PAGE TEXT:
┏━━

The Operating Committee believes the Data PPI is an appropriate measure to be considered in the context of the proposal to modify the fees described in this section because the Members use their “own computer systems” and “proprietary software,” *i.e.,* their own data center and proprietary matching engine software, respectively, to collect, organize, store and report customers' transactions in U.S. equity securities. In other words, the Members are in the business of data processing and related services.

For purposes of the Proposed Fee Schedule, the Operating Committee examined the Data PPI value for the period from January 2015 to May 2025. [^19] The Data PPI had a starting value of 101 in January 2015 and an ending value of 124.185 in May 2025, a 15.95% increase. This indicates that companies that are also in the data storage and processing business have generally increased prices for a specified service covered under NAICS 518210 by an average of 15.95% during this period. Based on that percentage  change, the Operating Committee proposes to make a fee increase by up to 15.95% for the fees described in this section, which reflects an increase covering the entire period since the last adjustment was made. [^20]

[^19] The Operating Committee utilized the data from the last month that was not designated as Preliminary and potentially subject to revision.

[^20] The Operating Committee rounded some fees downward to the closest multiple of five.

The Operating Committee further believes the Data PPI is an appropriate measure for purposes of the proposed rule change on the basis that it is a stable metric with limited volatility, unlike other consumer-side inflation metrics. In fact, the Data PPI has not experienced a greater than 2.16% increase for any one calendar year period since Data PPI was introduced into the PPI in January 2002.

The Operating Committee also believes that the proposed fees are reasonable because the Non-Display fees for each Tape are comparable to similar fees offered by the largest exchange families. While the consolidated feeds provide more data than the exchange families' top-of-book proprietary data feeds, the Operating Committee believes that these products are helpful benchmarks in determining whether the proposed fees are fair and reasonable.

For instance, with respect to the Non-Display fees, various exchanges offer a proprietary data feed with non-display use that costs between $1,000 to $5,000. As a result, the Non-Display fees for each Tape in the Proposed Fee Schedule are within the range of fees offered by exchanges. The same is true for Access fees. For instance, the largest exchange families charge $6,250, $1,600, and $1,500. As a result, the Access fees for each Tape in the Proposed Fee Schedule are within the range of fees offered by exchange families for their top-of-book feeds. Finally, the Real-Time Redistributor fee is lower than comparable fees for proprietary top-of-book data. For instance, the largest exchange families charge $2,500, $2,080, and $5,000 for real-time redistributor fees. The Operating Committee therefore believes that the proposed Non-Display fees, Access fees, and Redistributor fees are fair and reasonable because such fees are within or below the range of fees charged for comparable proprietary top-of-book data.

┗━━

PROVIDED MATERIAL:
┏━━

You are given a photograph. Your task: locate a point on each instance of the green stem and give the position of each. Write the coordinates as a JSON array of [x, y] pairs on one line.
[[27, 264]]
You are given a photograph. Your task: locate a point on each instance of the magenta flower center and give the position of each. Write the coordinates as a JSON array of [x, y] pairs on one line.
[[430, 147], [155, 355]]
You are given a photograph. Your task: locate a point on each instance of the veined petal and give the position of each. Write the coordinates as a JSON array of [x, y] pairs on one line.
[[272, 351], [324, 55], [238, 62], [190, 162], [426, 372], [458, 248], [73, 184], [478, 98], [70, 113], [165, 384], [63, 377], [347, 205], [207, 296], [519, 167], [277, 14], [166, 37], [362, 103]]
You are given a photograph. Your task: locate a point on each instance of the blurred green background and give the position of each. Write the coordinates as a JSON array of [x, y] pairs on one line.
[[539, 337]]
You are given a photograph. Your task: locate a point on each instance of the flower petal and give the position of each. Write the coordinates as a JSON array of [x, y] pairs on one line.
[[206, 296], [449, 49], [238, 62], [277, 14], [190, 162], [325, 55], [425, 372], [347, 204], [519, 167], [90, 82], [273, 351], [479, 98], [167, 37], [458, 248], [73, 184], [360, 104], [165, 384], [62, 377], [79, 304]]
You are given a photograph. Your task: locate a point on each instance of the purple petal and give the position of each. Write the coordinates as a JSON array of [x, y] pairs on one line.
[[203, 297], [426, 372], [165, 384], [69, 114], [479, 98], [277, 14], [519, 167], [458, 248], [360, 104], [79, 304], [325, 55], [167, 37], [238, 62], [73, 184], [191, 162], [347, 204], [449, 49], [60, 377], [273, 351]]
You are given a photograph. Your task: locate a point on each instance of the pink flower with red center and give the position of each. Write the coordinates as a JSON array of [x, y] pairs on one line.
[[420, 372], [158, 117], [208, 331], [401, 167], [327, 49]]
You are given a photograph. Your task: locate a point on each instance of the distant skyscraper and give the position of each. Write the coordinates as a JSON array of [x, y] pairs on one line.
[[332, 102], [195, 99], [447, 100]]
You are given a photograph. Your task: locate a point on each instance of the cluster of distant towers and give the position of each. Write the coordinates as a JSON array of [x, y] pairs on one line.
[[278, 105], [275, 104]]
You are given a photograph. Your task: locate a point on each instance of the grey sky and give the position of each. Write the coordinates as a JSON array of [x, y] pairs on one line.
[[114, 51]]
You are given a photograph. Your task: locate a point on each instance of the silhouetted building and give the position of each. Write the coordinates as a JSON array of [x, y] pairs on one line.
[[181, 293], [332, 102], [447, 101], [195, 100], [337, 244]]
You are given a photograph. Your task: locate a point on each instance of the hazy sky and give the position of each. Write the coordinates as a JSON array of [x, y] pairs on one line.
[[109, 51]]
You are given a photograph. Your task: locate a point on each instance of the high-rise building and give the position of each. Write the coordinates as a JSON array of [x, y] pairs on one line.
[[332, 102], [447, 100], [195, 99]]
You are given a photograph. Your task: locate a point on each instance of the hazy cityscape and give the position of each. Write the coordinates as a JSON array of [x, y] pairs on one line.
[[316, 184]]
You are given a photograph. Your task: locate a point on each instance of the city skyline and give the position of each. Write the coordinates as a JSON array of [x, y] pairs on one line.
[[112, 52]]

┗━━

PROBLEM TO SOLVE:
Return, verbatim, the portion of the fee-proposal text that begins with the words "[^19] The Operating" and ends with "in January 2002.".

FULL ANSWER:
[^19] The Operating Committee utilized the data from the last month that was not designated as Preliminary and potentially subject to revision.

[^20] The Operating Committee rounded some fees downward to the closest multiple of five.

The Operating Committee further believes the Data PPI is an appropriate measure for purposes of the proposed rule change on the basis that it is a stable metric with limited volatility, unlike other consumer-side inflation metrics. In fact, the Data PPI has not experienced a greater than 2.16% increase for any one calendar year period since Data PPI was introduced into the PPI in January 2002.